Entries provided below:
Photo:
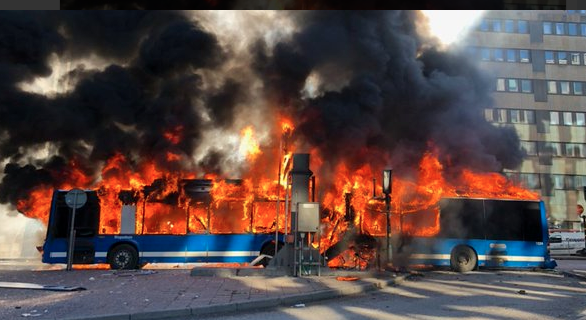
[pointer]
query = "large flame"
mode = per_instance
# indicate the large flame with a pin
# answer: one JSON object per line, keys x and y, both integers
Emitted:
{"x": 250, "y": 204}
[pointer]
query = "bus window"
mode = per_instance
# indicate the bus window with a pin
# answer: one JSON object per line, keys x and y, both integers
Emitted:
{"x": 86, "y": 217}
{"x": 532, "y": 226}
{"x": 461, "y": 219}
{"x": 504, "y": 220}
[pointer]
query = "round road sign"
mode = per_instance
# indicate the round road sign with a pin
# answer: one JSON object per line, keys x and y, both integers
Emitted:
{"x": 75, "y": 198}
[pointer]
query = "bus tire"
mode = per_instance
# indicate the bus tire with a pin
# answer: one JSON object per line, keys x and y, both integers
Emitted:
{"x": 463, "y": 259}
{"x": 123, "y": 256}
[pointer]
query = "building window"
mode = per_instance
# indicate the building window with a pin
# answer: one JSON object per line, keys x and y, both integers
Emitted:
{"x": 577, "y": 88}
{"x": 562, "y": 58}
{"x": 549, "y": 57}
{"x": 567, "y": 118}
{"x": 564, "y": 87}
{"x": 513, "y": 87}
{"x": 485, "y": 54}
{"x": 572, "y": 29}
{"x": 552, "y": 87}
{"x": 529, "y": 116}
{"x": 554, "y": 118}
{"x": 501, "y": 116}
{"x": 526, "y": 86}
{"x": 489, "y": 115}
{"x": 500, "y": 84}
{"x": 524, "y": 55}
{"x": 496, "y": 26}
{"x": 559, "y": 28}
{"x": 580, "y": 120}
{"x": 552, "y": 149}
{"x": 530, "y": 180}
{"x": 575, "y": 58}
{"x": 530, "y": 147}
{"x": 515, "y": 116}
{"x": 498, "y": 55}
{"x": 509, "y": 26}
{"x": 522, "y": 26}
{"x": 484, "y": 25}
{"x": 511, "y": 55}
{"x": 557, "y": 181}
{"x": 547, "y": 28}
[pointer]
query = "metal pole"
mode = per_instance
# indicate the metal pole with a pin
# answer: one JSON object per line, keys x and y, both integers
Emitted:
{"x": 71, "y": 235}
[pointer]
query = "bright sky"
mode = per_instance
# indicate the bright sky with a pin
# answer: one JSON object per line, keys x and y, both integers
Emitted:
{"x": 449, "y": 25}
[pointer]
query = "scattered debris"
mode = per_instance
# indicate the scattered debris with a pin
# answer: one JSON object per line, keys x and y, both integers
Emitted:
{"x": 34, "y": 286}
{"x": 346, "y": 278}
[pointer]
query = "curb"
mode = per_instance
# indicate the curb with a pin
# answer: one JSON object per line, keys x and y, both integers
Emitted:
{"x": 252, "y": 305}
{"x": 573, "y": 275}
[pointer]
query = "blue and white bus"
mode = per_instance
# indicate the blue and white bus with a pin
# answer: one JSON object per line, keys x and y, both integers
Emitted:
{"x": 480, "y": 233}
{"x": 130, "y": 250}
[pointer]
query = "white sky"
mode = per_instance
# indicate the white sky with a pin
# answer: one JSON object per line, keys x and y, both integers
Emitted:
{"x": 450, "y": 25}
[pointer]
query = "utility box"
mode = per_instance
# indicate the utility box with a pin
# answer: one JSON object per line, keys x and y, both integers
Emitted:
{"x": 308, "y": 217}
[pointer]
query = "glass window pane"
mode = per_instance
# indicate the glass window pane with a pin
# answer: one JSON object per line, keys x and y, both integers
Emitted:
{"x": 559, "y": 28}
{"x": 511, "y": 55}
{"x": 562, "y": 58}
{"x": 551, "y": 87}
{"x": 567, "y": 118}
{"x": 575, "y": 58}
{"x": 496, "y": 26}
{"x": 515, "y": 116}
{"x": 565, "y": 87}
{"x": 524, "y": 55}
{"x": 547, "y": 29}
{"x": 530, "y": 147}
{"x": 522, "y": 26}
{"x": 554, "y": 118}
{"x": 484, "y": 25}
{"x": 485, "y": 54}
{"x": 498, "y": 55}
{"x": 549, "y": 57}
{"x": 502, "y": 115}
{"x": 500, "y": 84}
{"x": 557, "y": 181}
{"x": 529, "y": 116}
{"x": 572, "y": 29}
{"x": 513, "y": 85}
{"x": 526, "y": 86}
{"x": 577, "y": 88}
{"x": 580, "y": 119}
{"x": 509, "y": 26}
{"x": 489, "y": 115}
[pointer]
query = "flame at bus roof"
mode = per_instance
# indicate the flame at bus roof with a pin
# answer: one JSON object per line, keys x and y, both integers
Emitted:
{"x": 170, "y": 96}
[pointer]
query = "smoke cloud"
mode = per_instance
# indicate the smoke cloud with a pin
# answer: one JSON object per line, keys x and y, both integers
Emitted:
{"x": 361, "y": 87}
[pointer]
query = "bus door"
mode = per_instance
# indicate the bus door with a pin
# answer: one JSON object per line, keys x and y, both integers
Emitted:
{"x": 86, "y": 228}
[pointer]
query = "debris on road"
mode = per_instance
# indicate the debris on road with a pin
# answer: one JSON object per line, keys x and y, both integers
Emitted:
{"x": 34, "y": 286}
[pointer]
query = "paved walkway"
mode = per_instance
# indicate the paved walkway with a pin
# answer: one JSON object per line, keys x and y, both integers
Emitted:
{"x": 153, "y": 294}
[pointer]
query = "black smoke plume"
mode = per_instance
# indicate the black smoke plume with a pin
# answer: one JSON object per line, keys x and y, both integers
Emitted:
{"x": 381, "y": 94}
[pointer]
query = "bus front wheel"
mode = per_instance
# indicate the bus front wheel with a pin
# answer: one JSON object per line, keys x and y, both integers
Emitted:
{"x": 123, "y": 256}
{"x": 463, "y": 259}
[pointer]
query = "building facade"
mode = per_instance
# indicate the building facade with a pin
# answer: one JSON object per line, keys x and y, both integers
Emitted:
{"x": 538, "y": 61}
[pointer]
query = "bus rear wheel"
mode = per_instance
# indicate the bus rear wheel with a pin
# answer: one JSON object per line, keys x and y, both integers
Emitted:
End of Entries provided.
Entries provided below:
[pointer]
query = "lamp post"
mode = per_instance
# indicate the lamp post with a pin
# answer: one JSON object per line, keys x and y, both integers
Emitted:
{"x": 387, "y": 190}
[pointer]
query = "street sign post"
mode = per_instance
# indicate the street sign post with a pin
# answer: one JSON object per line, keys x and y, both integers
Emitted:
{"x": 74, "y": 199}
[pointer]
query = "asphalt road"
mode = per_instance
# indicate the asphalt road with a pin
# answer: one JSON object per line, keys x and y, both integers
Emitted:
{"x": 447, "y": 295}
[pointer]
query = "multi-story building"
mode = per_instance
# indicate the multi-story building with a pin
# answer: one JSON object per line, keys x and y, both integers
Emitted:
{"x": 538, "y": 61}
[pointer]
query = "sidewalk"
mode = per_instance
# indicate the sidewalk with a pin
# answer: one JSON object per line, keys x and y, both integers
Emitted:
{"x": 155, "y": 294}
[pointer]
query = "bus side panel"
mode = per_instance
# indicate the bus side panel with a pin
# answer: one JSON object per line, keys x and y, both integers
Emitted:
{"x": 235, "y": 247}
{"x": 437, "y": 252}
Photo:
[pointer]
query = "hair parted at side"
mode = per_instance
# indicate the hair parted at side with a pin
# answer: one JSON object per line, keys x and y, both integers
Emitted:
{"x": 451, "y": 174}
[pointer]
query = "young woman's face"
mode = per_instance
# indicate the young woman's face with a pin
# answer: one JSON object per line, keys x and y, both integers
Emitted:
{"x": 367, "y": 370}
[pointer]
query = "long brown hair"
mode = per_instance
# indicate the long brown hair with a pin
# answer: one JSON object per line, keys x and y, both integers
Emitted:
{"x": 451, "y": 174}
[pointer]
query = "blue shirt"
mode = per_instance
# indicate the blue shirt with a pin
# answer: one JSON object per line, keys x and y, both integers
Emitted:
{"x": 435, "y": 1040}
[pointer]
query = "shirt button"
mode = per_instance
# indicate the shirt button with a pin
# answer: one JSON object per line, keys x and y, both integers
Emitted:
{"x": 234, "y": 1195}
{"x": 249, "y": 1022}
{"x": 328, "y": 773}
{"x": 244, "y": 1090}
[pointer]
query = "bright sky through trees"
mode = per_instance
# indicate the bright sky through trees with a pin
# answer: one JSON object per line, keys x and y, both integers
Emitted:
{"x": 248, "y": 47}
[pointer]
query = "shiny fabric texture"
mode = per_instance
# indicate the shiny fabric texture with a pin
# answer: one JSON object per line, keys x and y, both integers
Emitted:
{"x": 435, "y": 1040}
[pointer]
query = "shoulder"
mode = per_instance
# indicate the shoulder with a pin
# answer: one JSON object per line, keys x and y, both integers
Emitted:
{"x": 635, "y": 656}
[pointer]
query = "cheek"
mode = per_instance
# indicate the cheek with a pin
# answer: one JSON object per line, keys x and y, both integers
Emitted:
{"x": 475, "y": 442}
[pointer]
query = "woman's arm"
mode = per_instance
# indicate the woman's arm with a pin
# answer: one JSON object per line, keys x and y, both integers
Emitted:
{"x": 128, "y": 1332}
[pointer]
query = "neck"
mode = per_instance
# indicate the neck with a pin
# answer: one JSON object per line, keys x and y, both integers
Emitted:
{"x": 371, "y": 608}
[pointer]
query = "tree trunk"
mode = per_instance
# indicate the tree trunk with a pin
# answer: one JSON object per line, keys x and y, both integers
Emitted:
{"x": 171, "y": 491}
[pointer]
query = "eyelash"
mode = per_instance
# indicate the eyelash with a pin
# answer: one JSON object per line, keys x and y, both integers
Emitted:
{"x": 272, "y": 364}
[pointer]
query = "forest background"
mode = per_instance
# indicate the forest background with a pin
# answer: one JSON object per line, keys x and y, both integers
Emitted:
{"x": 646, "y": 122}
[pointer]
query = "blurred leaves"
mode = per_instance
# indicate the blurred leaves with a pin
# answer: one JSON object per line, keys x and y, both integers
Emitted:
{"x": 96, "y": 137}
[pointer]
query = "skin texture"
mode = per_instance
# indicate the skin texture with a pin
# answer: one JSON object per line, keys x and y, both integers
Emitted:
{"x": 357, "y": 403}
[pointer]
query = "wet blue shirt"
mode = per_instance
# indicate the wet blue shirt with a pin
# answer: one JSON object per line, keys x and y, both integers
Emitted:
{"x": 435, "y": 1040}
End of Entries provided.
__Work task__.
Collect the complete line wherever the string "paved" appears in the records.

__Exercise response__.
query = "paved walkway"
# indicate the paved walkway with a pin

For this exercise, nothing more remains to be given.